In typography, rivers, or rivers of white, are gaps in typesetting, which appear to run through a paragraph of text, due to a coincidental alignment of spaces.
River (typography), Wikipedia.

I was looking for examples of poetry that took advantage of this kind of phenomenon in typography. But in general, one could argue that any poem with unusual text alignment or disposition plays with typography, so to narrow it down I'd specify that the text:

  • every line must be aligned left or justified,
  • must preserve its layout in (or be designed specifically for) monospaced typefaces.

Is there a general category for this kind of work? I'm struggling to find a single example of such text, so it would help me to narrow down my search.

Directions –
#1 Reproduce the stretch from "River (typography), Wikipedia." through "down my search." in the post about typographic rivers.
#2 Answer these questions from the post about typographic rivers:
(a) According to the quoted definition, what causes rivers to appear in a paragraph?
(b) How must every line of the text be aligned?
(c) In what kind of typefaces must the text keep its layout?

Dataset extract –
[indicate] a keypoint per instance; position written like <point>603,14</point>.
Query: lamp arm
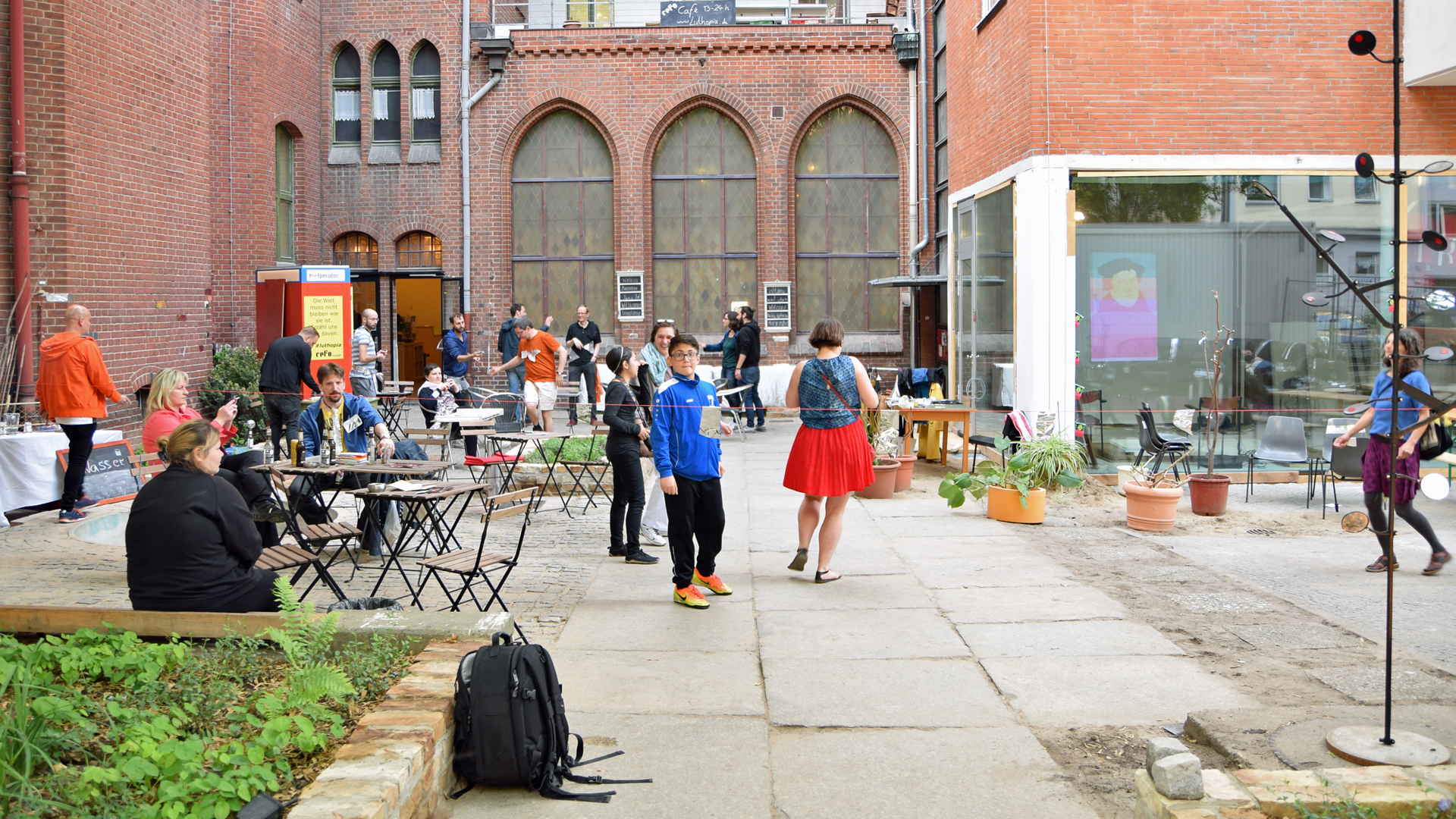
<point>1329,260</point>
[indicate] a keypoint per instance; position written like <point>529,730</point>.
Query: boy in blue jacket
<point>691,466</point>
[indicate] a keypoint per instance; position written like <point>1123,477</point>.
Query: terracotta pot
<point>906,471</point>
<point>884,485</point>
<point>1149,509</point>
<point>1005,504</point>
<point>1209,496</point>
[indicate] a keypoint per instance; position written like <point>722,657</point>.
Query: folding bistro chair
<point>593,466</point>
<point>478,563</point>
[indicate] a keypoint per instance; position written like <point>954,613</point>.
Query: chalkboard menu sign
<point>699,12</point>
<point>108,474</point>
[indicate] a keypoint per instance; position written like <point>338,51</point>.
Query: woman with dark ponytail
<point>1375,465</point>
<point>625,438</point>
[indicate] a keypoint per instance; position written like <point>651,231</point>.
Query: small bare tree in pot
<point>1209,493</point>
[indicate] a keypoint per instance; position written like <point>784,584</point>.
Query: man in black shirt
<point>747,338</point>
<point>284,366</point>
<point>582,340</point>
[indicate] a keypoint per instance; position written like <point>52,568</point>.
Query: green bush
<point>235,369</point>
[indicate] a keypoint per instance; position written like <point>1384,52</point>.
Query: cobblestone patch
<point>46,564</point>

==

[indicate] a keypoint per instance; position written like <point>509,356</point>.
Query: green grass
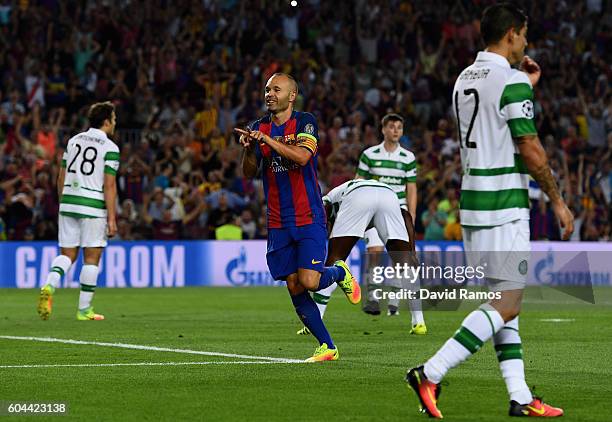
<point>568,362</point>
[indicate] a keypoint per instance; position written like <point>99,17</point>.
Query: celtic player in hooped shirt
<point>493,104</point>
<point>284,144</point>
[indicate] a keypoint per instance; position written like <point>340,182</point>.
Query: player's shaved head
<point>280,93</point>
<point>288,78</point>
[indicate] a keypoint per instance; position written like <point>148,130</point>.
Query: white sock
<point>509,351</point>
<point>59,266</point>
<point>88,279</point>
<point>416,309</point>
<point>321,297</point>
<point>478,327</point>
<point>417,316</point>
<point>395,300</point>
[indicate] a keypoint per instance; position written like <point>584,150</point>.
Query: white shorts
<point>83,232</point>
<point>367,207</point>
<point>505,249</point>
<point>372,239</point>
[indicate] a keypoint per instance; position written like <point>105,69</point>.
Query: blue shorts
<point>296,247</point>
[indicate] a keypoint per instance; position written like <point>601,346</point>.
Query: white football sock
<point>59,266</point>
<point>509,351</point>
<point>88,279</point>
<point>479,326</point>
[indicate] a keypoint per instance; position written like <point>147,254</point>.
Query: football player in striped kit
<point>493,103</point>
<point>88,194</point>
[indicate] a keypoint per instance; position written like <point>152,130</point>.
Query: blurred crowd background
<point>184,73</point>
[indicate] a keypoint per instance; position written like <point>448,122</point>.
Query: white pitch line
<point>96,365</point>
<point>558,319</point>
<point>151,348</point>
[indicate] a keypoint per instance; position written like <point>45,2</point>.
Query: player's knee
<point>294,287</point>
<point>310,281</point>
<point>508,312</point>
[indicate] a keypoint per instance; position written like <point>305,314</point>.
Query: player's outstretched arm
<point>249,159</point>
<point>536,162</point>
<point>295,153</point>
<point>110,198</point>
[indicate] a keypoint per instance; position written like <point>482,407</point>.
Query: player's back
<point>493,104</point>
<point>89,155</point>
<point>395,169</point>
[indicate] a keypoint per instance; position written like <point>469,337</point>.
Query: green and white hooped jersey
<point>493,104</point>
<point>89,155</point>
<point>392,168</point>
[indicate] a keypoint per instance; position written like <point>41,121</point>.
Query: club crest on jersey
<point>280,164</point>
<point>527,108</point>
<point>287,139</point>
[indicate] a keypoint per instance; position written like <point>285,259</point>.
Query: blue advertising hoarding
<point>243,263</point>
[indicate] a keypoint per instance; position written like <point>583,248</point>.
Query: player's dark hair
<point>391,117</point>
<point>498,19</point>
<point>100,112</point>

...

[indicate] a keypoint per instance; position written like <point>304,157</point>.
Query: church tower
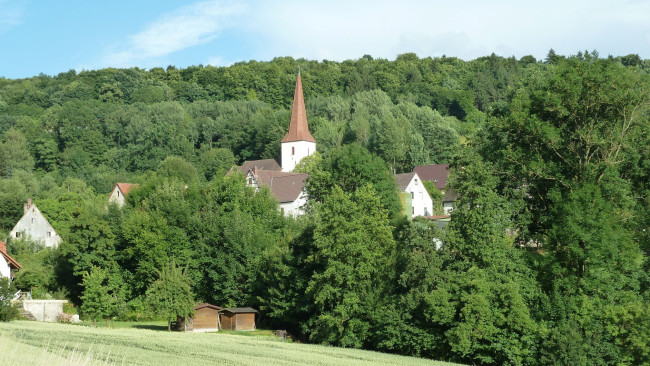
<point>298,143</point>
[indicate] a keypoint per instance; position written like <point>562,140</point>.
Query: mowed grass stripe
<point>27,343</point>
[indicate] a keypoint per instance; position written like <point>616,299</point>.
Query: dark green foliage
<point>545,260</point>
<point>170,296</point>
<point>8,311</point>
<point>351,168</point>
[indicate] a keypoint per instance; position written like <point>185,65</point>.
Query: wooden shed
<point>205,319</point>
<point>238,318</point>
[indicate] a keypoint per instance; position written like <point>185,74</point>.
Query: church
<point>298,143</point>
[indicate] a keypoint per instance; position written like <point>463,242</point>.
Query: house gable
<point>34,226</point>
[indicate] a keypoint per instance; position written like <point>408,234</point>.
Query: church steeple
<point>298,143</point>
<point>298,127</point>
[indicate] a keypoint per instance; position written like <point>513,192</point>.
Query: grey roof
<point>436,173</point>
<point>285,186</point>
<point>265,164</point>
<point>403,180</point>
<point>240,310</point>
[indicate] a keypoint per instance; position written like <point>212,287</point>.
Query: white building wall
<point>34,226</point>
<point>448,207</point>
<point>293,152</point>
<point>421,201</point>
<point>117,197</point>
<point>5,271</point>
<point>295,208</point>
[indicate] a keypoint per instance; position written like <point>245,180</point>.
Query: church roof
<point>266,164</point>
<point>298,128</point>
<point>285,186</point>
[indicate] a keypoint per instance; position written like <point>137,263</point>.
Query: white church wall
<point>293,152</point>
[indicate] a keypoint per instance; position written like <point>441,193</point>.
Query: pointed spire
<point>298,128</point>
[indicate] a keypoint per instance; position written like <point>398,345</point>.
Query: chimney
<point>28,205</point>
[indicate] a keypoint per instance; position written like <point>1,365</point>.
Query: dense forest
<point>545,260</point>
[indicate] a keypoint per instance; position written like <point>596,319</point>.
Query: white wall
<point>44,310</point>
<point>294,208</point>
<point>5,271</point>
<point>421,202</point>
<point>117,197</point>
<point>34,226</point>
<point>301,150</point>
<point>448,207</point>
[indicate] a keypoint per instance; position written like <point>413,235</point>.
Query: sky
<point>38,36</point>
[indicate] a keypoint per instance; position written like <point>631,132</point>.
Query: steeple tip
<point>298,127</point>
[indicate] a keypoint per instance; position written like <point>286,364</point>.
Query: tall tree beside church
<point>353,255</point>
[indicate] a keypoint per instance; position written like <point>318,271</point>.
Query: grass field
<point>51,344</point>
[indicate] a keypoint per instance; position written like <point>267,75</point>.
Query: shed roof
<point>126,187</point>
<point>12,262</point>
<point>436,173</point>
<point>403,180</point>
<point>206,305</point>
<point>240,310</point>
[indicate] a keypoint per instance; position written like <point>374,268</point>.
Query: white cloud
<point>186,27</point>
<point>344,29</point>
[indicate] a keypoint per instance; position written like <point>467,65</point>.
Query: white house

Task answers –
#1
River (typography), Wikipedia.

I was looking for examples of poetry that took advantage of this kind of phenomenon in typography. But in general, one could argue that any poem with unusual text alignment or disposition plays with typography, so to narrow it down I'd specify that the text:

  • every line must be aligned left or justified,
  • must preserve its layout in (or be designed specifically for) monospaced typefaces.

Is there a general category for this kind of work? I'm struggling to find a single example of such text, so it would help me to narrow down my search.

#2
(a) A coincidental alignment of spaces.
(b) Left or justified.
(c) Monospaced typefaces.